**DOCUMENT EXCERPT**

┌────────

Often these posts will tag the hotel’s social media account, tag the hotel location or use the hotel’s hash tag and this is a great way for your brand to monitor your hotel’s reputation online. You can respond almost instantly with the guest and engage with them. For example:

If a guest is at the hotel bar raving about the service or the drinks, you can invite them to come to concierge to get a voucher for a free drink. You can also tell them about your latest drink or food specials they can sample while they’re there. The more you give your guests things to rave about, they will.

The same holds true for a negative experience. If a guest has an issue with their room or another amenity on the property, reply to them, thanking them for making them aware of the situation and inform them that you’re currently working on rectifying the situation for them. You can offer a complimentary drink or something else comparable for their inconvenience.

You want to show guests you care good or bad. They need to know that their experience on your property is something you value. It’s about creating a memorable experience that will translate into a repeat guest.

Influencers

While the wave of using TikTok and Instagram influencers has crested, there is still value in hiring a notable industry professional as an influencer. You’re not going to leave the reputation of your hotel vulnerable to an “influencer” with 1,000 followers and only wants a free stay out of the experience. You want someone who is familiar with the ins and outs of the day to day hotel operations.

└────────

**EXERCISE MATERIAL**

┌────────

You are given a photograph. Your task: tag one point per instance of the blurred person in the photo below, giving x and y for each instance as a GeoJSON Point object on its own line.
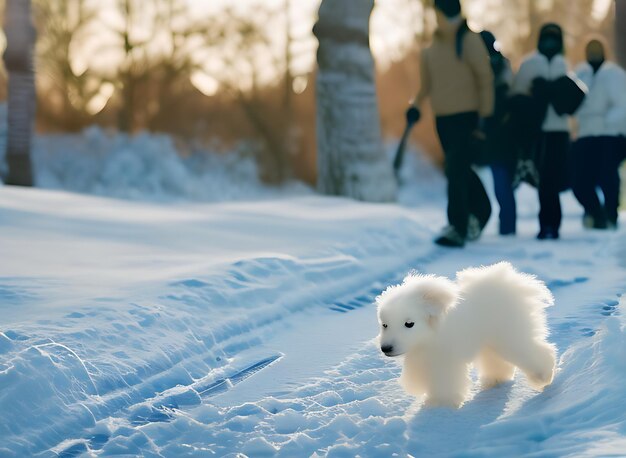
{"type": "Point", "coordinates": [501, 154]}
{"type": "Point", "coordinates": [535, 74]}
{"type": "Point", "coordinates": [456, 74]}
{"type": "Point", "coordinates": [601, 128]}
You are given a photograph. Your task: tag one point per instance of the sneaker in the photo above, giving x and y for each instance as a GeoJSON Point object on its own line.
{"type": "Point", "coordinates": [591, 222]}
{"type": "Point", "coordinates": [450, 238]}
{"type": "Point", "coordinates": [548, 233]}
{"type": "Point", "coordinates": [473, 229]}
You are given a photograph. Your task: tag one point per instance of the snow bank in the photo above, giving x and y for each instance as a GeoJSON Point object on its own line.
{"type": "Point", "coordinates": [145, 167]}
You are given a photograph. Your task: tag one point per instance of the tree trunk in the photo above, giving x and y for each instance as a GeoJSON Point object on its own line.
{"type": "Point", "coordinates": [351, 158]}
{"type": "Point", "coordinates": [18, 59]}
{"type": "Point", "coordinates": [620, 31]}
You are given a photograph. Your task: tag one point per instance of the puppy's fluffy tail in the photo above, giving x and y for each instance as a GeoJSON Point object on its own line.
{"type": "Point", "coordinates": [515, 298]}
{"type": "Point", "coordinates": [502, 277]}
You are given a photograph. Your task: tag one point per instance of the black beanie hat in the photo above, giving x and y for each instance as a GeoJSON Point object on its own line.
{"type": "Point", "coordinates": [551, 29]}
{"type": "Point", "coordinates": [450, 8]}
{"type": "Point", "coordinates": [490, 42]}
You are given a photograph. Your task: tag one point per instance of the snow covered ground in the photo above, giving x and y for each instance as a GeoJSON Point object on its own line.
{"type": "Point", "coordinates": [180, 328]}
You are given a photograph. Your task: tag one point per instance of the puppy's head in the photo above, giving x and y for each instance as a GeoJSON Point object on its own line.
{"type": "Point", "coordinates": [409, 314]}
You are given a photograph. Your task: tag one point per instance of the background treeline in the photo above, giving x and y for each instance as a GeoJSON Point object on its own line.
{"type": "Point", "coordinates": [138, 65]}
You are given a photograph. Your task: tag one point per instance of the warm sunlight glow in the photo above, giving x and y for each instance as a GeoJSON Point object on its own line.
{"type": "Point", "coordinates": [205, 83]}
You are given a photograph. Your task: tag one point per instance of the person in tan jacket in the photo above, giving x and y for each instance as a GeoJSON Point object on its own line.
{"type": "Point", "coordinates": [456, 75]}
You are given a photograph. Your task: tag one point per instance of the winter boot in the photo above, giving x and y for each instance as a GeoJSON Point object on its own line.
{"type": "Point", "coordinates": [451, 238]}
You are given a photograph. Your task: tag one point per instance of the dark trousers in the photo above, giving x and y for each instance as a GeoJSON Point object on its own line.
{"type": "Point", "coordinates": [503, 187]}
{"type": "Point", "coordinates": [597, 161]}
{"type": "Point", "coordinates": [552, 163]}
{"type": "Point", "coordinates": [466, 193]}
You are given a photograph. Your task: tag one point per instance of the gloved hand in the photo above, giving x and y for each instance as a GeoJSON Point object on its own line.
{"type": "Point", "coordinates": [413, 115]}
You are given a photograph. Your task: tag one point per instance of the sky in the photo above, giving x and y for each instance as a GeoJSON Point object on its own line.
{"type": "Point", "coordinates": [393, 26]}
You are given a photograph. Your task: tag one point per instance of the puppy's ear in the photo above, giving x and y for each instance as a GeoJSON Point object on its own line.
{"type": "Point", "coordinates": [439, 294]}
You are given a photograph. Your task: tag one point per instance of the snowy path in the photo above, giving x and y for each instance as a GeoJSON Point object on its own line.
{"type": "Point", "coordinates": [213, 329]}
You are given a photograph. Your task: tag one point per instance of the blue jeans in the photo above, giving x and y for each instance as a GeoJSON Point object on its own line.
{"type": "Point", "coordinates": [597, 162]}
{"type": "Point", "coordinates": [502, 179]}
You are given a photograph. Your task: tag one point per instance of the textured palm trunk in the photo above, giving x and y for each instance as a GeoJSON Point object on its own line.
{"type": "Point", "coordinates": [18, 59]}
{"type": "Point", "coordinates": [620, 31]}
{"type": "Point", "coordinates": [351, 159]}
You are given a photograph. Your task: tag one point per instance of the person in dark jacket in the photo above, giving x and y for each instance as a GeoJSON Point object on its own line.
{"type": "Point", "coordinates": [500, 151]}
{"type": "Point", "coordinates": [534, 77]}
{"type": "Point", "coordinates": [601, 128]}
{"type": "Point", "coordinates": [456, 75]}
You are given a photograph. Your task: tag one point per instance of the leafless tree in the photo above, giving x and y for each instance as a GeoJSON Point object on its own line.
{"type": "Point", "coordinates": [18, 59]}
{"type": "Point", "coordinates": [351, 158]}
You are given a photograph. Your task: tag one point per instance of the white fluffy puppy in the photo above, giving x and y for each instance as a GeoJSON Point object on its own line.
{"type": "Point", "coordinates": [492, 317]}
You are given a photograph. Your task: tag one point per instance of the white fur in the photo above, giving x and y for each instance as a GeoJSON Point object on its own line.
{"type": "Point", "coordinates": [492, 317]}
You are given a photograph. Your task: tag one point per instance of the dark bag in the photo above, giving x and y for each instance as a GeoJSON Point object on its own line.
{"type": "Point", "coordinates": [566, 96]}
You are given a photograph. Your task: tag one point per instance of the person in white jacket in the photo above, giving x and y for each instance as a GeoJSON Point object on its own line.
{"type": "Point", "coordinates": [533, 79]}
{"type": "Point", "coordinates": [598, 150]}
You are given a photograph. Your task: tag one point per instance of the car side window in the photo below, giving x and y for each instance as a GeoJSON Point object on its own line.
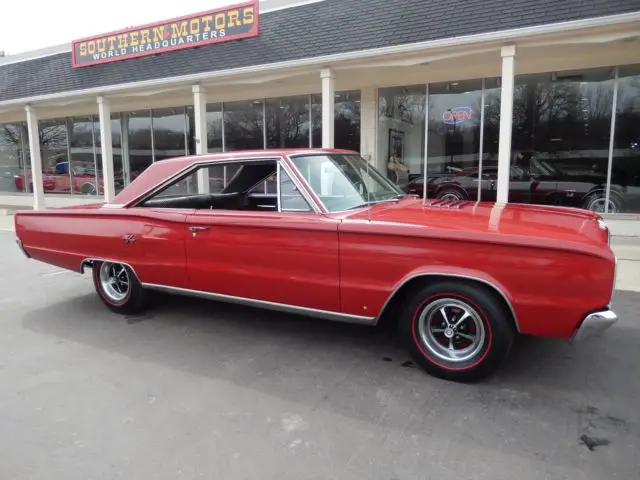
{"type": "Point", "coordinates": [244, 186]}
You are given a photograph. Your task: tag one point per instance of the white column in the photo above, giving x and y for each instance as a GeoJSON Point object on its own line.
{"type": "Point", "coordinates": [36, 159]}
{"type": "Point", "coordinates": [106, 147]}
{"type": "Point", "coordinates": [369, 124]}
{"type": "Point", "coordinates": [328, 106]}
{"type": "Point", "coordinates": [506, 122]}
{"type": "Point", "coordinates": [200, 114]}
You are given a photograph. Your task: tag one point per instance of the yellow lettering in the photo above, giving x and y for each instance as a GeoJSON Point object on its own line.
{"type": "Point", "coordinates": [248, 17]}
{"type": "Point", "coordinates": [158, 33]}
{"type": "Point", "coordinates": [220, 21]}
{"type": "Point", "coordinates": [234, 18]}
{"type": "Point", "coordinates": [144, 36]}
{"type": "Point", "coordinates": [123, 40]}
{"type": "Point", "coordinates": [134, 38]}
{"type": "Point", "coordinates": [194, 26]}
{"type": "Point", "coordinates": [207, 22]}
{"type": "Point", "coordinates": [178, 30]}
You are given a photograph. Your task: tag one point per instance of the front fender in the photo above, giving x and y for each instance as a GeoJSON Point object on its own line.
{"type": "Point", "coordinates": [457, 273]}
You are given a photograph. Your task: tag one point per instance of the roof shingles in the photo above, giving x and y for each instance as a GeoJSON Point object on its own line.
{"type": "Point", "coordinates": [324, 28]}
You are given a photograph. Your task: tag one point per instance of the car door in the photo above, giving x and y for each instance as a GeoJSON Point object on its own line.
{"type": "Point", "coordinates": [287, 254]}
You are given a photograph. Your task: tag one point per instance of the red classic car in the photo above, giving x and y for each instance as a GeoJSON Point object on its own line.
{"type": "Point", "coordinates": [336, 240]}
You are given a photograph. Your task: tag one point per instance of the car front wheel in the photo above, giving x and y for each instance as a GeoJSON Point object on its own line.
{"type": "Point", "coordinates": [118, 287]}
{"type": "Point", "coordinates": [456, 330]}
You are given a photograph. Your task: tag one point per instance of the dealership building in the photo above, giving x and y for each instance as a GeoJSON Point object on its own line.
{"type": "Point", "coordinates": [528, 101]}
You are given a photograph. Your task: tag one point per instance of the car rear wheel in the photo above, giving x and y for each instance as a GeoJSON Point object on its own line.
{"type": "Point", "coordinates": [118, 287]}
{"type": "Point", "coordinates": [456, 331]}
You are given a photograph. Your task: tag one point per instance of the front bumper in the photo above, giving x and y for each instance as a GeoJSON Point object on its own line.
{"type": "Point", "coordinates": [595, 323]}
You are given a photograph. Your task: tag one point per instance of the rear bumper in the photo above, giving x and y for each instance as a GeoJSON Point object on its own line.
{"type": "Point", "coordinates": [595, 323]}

└────────

**TASKS AND EXERCISES**
a) Quote the passage from the hotel reputation text starting with "The same holds" and going on through "a repeat guest.", word for word.
b) Find every line in the entries that contains the string "wheel" and copy each one; case counts.
The text and the entries were taken from two unrelated sources.

**RESULTS OF THE EXERCISE**
a)
The same holds true for a negative experience. If a guest has an issue with their room or another amenity on the property, reply to them, thanking them for making them aware of the situation and inform them that you’re currently working on rectifying the situation for them. You can offer a complimentary drink or something else comparable for their inconvenience.

You want to show guests you care good or bad. They need to know that their experience on your property is something you value. It’s about creating a memorable experience that will translate into a repeat guest.

b)
You are given a photograph. Your task: tag one point per instance of the car front wheel in the photo above, giving x and y for each instance as a GeoJSON Point object on its own line.
You are given a photograph. Your task: tag one point per instance of the car rear wheel in the photo above, giving x and y for each instance as a GeoJSON Point object on its own line.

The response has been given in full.